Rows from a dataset
-=-=-
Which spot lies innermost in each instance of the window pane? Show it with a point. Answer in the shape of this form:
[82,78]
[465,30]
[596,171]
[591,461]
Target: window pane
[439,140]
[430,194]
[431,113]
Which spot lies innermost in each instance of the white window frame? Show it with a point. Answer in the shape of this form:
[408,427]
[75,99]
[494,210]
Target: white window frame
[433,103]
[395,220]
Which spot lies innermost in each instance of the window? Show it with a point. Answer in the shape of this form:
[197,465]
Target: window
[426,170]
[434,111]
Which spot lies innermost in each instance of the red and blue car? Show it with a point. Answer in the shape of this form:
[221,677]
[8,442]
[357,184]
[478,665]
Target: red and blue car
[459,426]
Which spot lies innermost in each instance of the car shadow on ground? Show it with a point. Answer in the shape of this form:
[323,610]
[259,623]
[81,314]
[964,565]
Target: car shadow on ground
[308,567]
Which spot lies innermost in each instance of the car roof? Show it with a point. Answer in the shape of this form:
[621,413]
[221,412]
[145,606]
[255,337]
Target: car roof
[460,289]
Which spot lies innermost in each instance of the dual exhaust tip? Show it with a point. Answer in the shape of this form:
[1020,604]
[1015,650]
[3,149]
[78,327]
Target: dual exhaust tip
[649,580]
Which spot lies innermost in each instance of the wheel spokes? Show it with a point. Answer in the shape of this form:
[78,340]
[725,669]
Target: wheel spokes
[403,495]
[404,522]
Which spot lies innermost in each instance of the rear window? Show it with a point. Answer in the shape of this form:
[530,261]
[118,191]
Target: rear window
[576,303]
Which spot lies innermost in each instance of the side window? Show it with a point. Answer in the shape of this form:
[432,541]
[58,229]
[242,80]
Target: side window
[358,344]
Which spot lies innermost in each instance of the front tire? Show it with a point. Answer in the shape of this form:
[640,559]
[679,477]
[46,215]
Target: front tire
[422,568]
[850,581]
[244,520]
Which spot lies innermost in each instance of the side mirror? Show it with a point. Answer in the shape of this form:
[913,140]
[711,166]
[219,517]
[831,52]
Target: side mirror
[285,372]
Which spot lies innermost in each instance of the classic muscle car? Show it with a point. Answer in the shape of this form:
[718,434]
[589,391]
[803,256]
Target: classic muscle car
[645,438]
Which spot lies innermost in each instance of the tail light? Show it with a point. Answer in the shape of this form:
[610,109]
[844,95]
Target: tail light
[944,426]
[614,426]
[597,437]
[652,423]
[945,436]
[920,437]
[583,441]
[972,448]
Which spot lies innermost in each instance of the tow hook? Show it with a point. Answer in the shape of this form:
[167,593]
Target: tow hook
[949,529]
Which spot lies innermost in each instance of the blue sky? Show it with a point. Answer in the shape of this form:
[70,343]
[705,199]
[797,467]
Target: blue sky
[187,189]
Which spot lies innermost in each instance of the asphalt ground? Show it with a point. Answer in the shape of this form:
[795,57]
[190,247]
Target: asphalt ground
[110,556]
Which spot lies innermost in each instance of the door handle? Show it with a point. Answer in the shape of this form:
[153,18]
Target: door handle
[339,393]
-=-=-
> **Work to do**
Extract all of the data above and output it character for character.

> **Final result**
Which spot lies innermost in each instance of the window pane? Show it with a point. Answer in the shape of this form:
[82,78]
[465,30]
[596,171]
[591,461]
Target: window pane
[439,140]
[430,194]
[431,113]
Which spot lies innermost in each instance of the white window frame? Show it with a point. Answer in the shape of this form:
[408,427]
[75,99]
[494,210]
Target: white window frame
[433,103]
[395,220]
Which spot lies innermost in each instance of the window? Show it with a point. Answer in the shape of this form:
[197,465]
Target: window
[426,170]
[434,111]
Which spot lies innermost in each instance of the red and blue car? Show it with a point. Answer in the shape of this form:
[221,677]
[8,442]
[357,184]
[478,665]
Target: red and blue car
[459,426]
Which spot lies innermost in each instance of the car shadow on ground? Show it with a point. Answer in the shape of this form:
[323,610]
[259,623]
[81,314]
[964,565]
Target: car shadow on ground
[308,567]
Which spot lies innermost in each instance of the car roof? Show it with a point. Answer in the shape of this form:
[621,413]
[221,412]
[145,606]
[255,337]
Target: car roof
[460,289]
Which spot lies innermost in each instance of the dual exhaust tip? Show it with a point. Answer in the shape of this form:
[1020,604]
[1015,650]
[3,149]
[78,327]
Target: dual exhaust tip
[649,580]
Which spot lies innermost in each instance of the wheel spokes? Show it with a point. Answer in the shape of this form:
[78,340]
[725,669]
Target: wheel spokes
[403,495]
[404,522]
Which spot lies innermost in each instance of the rear window? Show it with a point. Answer in the shape of this form:
[530,261]
[118,191]
Target: rear window
[576,303]
Which spot lies innermost in each instance of the side window? Show it with a point. Answer in the shape of this form:
[432,541]
[58,229]
[242,80]
Target: side window
[358,344]
Which spot lies innermost in each instance of the front tire? Show it with a point. Answer in the shape of this form:
[640,559]
[679,477]
[46,215]
Target: front tire
[422,568]
[850,581]
[244,520]
Which spot lies innermost in each instance of the side mirror? Show it with a point. Answer in the shape of this form:
[913,140]
[711,166]
[219,517]
[831,52]
Target: side mirror
[285,372]
Which spot lies innermost in each instance of the classic muscle car? Show it with a point. Answer in the shape of this form:
[718,434]
[589,391]
[803,256]
Target: classic muscle car
[645,438]
Which spot lies innermost in each instance of the tail light? Show it with a point. Answer in the shape of this form:
[610,109]
[844,95]
Target: tail light
[944,426]
[614,426]
[597,437]
[652,423]
[945,436]
[920,437]
[583,441]
[972,448]
Which spot lies innermost in each instance of the tow hook? Show it with a point. Answer in the shape of this form:
[167,593]
Target: tow hook
[949,529]
Which spot lies innermost in each instance of the blue sky? Show it with a point. Answer in the shape of this form:
[70,343]
[705,199]
[797,467]
Target: blue sky
[187,189]
Which spot lies innermost in each instance of the asphalt ground? Show it with a point. Answer in the shape of this form:
[795,57]
[190,247]
Target: asphalt ground
[110,556]
Which spot lies innermost in each instance of the door handle? Show it with a point. Answer in the shape of this form:
[153,18]
Target: door handle
[339,393]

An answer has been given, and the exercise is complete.